## What is asked
1. Answer these about the Deadstock Coffee article:
(a) At what facility does Williams roast the coffee?
(b) Besides the day's specials, what two things does the white board next to the cash register record?
(c) Who bakes the Butterscotch Trap Cake?
2. Please reproduce everything in the Deadstock Coffee article from "Over a series" down to "is always good.".

::: Selected text

Ian Williams worked his way up from janitor to shoe designer at Nike, then left it all to start his dream cafe: Deadstock Coffee, a hub of Portland design talent and cultural force located in the city’s Old Town district. Self-described as “snob-free coffee,” a single guiding mantra drives Deadstock: “Coffee Should Be Dope.”
It’s a sentiment that’s hard to argue with, and the coffee—roasted by Williams himself, at Portland co-roaster facility of note Buckman Coffee Factory—is indeed delicious. A sharp focus on accessibility runs throughout the menu, which includes house specials like the “Lebronald Palmer” (a blend of coffee, sweet tea, and lemonade) and the “Charged Up” (green coffee extract and Green flavor Kool-Aid). “I don’t really do light roast,” Williams tells me over a mug in the shop’s busy entryway. “I just want to make good, even, mellow coffees.”
Conversations here are punctuated by greetings, departures, and casual updates from regulars, making for a space that feels alive with vibe and running dialogue. People talk to each other at Deadstock. A white board next to the cash register records the day’s specials, the current soundtrack, and what the staff is wearing on their feet. You want to look nice showing up here, in a low key way. Come wearing something you like—a pair of shoes, or a coat, or a cool t-shirt—and Williams and his team are bound to notice, and use it to jump off a conversation.
Over a series of visits for this article I meet, in no particular order, multiple local artists, writers, local coffee heads, the leader of the neighborhood council, the landlord, the barista’s dad, various other stylish Portlanders of a creative extraction, and Williams’ own mother, who bakes the shop’s mascot pastry: Butterscotch Trap Cake. It is a riff on poundcake, tea cake-like loaf of textual duality, with a crunchy top and deeply satisfying golden base. (You may be asked to decide between an end piece and a centerpiece. There is no wrong answer.) There are typically at least three to five designers in the shop at any time, easy to spot by the stickers on their laptops and two-at-a-screen flow of revolving meetings. More work gets done in this space than just about any other venue in town, including actual offices. The music is always good.

::::::
::: Supplied entries

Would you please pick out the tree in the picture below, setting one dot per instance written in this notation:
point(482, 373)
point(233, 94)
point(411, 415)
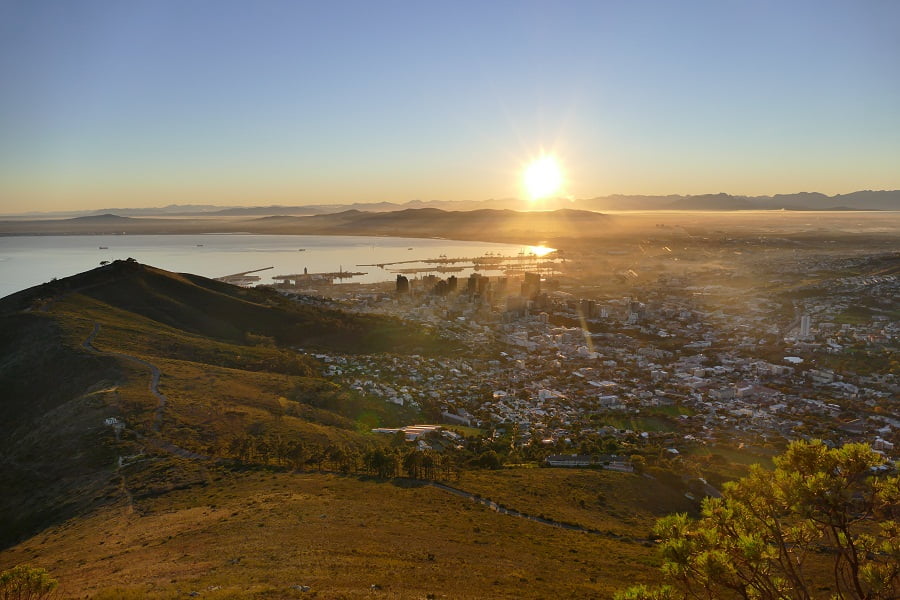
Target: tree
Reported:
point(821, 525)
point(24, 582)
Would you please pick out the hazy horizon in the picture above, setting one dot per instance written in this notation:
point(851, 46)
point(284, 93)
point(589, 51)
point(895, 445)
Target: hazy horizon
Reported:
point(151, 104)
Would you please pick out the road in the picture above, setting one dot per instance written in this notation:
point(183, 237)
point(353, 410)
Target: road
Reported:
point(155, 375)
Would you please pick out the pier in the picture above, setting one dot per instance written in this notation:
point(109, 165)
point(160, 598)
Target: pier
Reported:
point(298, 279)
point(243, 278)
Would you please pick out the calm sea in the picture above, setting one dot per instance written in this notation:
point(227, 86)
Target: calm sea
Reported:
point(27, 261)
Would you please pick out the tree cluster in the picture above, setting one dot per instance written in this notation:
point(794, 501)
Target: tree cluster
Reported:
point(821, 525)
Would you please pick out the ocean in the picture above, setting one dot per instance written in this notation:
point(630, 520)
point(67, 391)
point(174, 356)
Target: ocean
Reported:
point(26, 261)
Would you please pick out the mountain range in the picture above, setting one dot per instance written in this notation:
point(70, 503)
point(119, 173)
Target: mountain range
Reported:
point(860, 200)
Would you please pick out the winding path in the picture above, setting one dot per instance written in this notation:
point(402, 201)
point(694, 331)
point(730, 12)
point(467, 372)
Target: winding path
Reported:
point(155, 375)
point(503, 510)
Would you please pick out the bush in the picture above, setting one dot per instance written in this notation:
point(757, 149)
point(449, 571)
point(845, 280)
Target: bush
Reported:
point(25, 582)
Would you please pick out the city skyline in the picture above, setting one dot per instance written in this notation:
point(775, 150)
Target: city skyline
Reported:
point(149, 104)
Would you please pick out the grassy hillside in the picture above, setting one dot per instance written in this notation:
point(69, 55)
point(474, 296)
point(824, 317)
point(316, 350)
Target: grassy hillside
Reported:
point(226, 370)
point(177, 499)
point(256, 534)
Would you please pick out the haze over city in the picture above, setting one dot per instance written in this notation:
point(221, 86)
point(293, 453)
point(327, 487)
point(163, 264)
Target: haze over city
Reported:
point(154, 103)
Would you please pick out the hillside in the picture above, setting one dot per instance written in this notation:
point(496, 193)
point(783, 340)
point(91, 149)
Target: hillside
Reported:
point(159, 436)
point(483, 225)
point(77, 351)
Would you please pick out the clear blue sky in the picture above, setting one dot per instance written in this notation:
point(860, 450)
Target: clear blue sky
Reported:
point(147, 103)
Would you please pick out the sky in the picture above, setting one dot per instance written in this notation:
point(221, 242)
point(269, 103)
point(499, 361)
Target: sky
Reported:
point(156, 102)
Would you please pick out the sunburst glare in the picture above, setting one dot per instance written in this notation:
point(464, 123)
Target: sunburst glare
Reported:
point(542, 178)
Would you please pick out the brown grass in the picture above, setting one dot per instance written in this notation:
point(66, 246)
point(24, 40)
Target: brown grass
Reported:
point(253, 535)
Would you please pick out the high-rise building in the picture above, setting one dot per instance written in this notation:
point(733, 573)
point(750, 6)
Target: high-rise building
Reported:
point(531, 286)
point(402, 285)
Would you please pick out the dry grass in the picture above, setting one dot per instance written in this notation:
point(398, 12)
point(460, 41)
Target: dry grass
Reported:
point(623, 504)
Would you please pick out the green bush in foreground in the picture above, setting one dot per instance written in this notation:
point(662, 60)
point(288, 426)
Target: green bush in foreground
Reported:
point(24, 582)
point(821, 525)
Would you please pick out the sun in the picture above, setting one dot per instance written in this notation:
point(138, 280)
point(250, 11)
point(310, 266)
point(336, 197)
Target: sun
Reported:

::::::

## Exercise results
1.
(a) Buckman Coffee Factory, a Portland co-roaster facility.
(b) The current soundtrack and what the staff is wearing on their feet.
(c) Williams' own mother.

2.
Over a series of visits for this article I meet, in no particular order, multiple local artists, writers, local coffee heads, the leader of the neighborhood council, the landlord, the barista’s dad, various other stylish Portlanders of a creative extraction, and Williams’ own mother, who bakes the shop’s mascot pastry: Butterscotch Trap Cake. It is a riff on poundcake, tea cake-like loaf of textual duality, with a crunchy top and deeply satisfying golden base. (You may be asked to decide between an end piece and a centerpiece. There is no wrong answer.) There are typically at least three to five designers in the shop at any time, easy to spot by the stickers on their laptops and two-at-a-screen flow of revolving meetings. More work gets done in this space than just about any other venue in town, including actual offices. The music is always good.